----- Text

Dad called out of the blue to say he was in town visiting his parents and would like to come over to see Jordan and me. He told me Celeste had given birth to a daughter. I had been an auntie for over a year and nobody had told me!
"Why didn't she tell me, Dad? She has my address," I said. "Don't worry, honey—I have only just found out myself," he said, chuckling. He sounded so happy that I decided not to make his visit confrontational. We had a nice time while he played with Jordan and chatted about many things. I think we had mentally decided that he had his way of life and I had mine.
A year later, Celeste phoned asking if she and her two-and-a-half-year-old daughter, Cherie, could come and stay with us for a week. I had room at my house and told her she was welcome. It had been four years since we had seen her last and I had mixed feelings. On the one hand, I was overjoyed. On the other, I was nervous wondering how we would get on.
I needn't have worried. Celeste had changed drastically. She was no longer the scared, guarded person I remembered. She opened up and told me more about her life and her recent visit to Uganda to see Dad and Juliana. For the first time, she criticized Dad and the way he was bringing up his new family.
She also told me we had a Greek sister named Davida. My joy turned to sorrow when she said Davida was deeply depressed and on heroin with a violent and controlling boyfriend. She told me that Dad and Julie planned to visit her. I asked for Davida's address, but Celeste did not have it.
The week flew by. We talked for hours, cooked together and enjoyed being with our children. Though we did not speak much about the cult, I left informative books strategically placed around the house in the hope she would pick them up.
The last night of Celeste's visit, David and I took her out to a club to "get her drunk" and let our hair down. We drank, we chatted, we laughed; we had fun! The three of us were the last 9n the dance floor. When the DJ dropped Sister Sledge's "We Are Family" on the turntable, we all joined in, singing at the top of our voices. We were jumping around to the beat, arms locked together and at the end of the tune we collapsed on the floor in hysterics. We did not want the night to end.

----------

Jobs —
1: In the passage, what is the name of Celeste's daughter?
2: Retype the passage word for word, starting with "She also told" and going on through "not have it.".

----- Data lines

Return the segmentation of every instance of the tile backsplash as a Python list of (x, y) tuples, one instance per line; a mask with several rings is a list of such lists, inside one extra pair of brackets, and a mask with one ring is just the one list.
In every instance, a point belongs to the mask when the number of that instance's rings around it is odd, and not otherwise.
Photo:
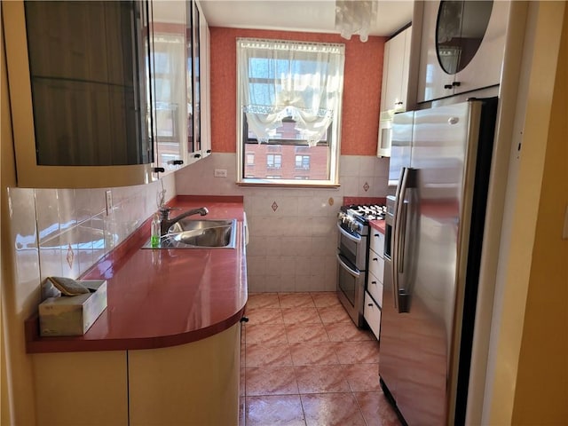
[[(216, 178), (216, 169), (226, 170), (227, 177)], [(235, 154), (214, 154), (159, 182), (109, 188), (108, 212), (104, 188), (11, 188), (17, 280), (39, 295), (39, 282), (48, 276), (78, 278), (155, 211), (163, 183), (167, 199), (244, 197), (249, 291), (333, 291), (335, 217), (343, 199), (384, 197), (388, 169), (388, 159), (343, 155), (339, 188), (242, 187), (234, 183)]]
[[(162, 184), (167, 198), (175, 196), (173, 176), (108, 189), (11, 188), (17, 271), (37, 253), (34, 263), (40, 282), (53, 275), (78, 278), (156, 210)], [(107, 190), (112, 193), (108, 210)]]
[[(227, 177), (216, 178), (216, 169), (226, 170)], [(388, 172), (388, 159), (343, 155), (339, 188), (245, 187), (235, 184), (235, 154), (213, 154), (177, 172), (176, 190), (244, 197), (249, 291), (334, 291), (343, 198), (384, 197)]]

----------

Results in order —
1: Cherie

2:
She also told me we had a Greek sister named Davida. My joy turned to sorrow when she said Davida was deeply depressed and on heroin with a violent and controlling boyfriend. She told me that Dad and Julie planned to visit her. I asked for Davida's address, but Celeste did not have it.